YOUR INSTRUCTIONS:
Copy the following listing character for character, keeping every line in its original order.

## BEGIN

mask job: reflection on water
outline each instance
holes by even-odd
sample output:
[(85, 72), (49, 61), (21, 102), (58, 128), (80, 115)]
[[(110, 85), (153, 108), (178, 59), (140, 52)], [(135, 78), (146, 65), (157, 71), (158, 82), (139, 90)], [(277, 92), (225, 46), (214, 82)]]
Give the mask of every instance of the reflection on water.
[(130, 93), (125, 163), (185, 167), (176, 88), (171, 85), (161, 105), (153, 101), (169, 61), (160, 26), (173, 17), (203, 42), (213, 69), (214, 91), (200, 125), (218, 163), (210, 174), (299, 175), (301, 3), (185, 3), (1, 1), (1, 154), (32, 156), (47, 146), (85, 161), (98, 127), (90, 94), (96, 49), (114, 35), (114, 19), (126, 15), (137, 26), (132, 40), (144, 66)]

## END

OUTPUT BELOW:
mask job: reflection on water
outline each instance
holes by even-odd
sample output:
[(85, 72), (49, 61), (21, 102), (58, 128), (80, 115)]
[[(110, 85), (153, 108), (178, 59), (140, 52)], [(135, 78), (146, 65), (157, 71), (158, 82), (139, 90)], [(277, 92), (225, 46), (214, 82)]]
Give the mask of every instance of the reflection on water.
[(130, 93), (125, 163), (185, 167), (176, 88), (171, 85), (161, 105), (153, 101), (169, 61), (160, 26), (173, 17), (203, 42), (213, 69), (214, 91), (200, 125), (218, 163), (210, 174), (299, 175), (301, 3), (185, 3), (1, 1), (1, 154), (32, 156), (47, 146), (85, 161), (98, 127), (90, 94), (96, 49), (114, 35), (114, 19), (126, 15), (137, 26), (132, 40), (144, 66)]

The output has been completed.